Текст документа -
До средних веков не могло быть и речи об индивидуальной половой любви. Само собой разумеется, что физическая красота, дружеские отношения, одинаковые склонности и т. п. пробуждали у людей различного пола стремление к половой связи, что как для мужчин, так и для женщин не было совершенно безразлично, с кем они вступали в эти интимнейшие отношения. Но от этого до современной половой любви еще бесконечно далеко. На протяжении всей древности браки заключались родителями вступающих в брак сторон, которые спокойно мирились с этим. Та скромная доля супружеской любви, которую знает древность, — не субъективная склонность, а объективная обязанность, не основа брака, а дополнение к нему. Любовные отношения в современном смысле имеют место в древности лишь вне официального общества. Пастухи, любовные радости и страдания которых нам воспевают Феокрит и Мосх, Дафнис и Хлоя Лонга[94], — это исключительно рабы, не принимающие участия в делах государства, в жизненной сфере свободного гражданина. Но помимо любовных связей среди рабов мы встречаем такие связи только как продукт распада гибнущего древнего мира, и притом связи с женщинами, которые также стоят вне официального общества, — с гетерами, то есть чужестранками или вольноотпущенницами: в Афинах — накануне их упадка, в Риме — во времена империи. Если же любовные связи действительно возникали между свободными гражданами и гражданками, то только как нарушение супружеской верности. А для классического поэта древности, воспевавшего любовь, старого Анакреонта, половая любовь в нашем смысле была настолько безразлична, что для него безразличен был даже пол любимого существа.

Описание задания -
Продолжите текст о любви и браке в древности, начав сразу после его последнего предложения.

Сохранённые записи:
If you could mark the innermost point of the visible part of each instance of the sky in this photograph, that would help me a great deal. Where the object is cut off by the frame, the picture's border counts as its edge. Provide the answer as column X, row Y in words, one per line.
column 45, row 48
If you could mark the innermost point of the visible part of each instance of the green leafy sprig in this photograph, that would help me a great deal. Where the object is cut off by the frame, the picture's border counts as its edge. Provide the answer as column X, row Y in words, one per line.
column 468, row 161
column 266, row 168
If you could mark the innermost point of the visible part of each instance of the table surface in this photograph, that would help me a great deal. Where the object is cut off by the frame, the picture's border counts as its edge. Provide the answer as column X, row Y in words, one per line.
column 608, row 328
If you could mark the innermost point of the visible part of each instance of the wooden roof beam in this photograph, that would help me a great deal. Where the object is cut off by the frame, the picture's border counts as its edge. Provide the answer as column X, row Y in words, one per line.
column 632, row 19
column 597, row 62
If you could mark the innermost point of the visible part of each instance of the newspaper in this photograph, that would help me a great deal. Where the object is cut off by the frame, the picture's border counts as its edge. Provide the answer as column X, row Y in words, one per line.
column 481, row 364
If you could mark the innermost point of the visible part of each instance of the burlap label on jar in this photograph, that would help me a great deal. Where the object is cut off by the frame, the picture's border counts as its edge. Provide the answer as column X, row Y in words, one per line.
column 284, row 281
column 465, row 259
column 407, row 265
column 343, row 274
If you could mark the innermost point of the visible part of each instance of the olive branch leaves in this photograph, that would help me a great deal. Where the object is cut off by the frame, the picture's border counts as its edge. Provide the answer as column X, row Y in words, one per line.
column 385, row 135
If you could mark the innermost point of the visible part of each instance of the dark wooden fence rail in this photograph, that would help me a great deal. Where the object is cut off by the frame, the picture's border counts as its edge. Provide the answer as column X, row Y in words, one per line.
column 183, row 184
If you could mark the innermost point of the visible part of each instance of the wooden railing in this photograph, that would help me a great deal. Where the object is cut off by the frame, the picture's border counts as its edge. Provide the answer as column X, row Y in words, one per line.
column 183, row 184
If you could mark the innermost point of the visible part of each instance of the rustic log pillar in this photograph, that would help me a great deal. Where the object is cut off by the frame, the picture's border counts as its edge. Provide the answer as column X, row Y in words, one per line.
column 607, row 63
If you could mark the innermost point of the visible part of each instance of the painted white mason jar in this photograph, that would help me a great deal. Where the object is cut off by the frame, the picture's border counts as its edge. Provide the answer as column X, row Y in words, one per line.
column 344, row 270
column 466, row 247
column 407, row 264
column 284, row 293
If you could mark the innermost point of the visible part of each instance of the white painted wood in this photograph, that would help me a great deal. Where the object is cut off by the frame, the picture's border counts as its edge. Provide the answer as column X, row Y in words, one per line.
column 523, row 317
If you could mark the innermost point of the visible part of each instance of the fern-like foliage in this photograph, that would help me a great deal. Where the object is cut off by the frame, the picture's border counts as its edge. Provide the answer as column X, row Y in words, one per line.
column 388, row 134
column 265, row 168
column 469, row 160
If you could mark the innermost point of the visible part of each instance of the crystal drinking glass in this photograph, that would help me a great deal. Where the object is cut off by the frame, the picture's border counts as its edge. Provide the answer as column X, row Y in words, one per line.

Результат задания -
Современная половая любовь существенно отличается от простого полового влечения, от эроса древних. Во-первых, она предполагает у любимого существа взаимную любовь; в этом отношении женщина находится в равном положении с мужчиной, тогда как для античного эроса отнюдь не всегда требовалось ее согласие. Во-вторых, сила и продолжительность половой любви бывают такими, что невозможность обладания и разлука представляются обеим сторонам великим, если не величайшим несчастьем; они идут на огромный риск, даже ставят на карту свою жизнь, чтобы только принадлежать друг другу, что в древности бывало разве только в случаях нарушения супружеской верности. И, наконец, появляется новый нравственный критерий для осуждения и оправдания половой связи; спрашивают не только о том, была ли она брачной или внебрачной, но и о том, возникла ли она по взаимной любви или нет? Понятно, что в феодальной или буржуазной практике с этим новым критерием обстоит не лучше, чем со всеми другими критериями морали, — с ним не считаются. Но относятся к нему и не хуже, чем к другим: он так же, как и те, признается — в теории, на бумаге. А большего и требовать пока нельзя.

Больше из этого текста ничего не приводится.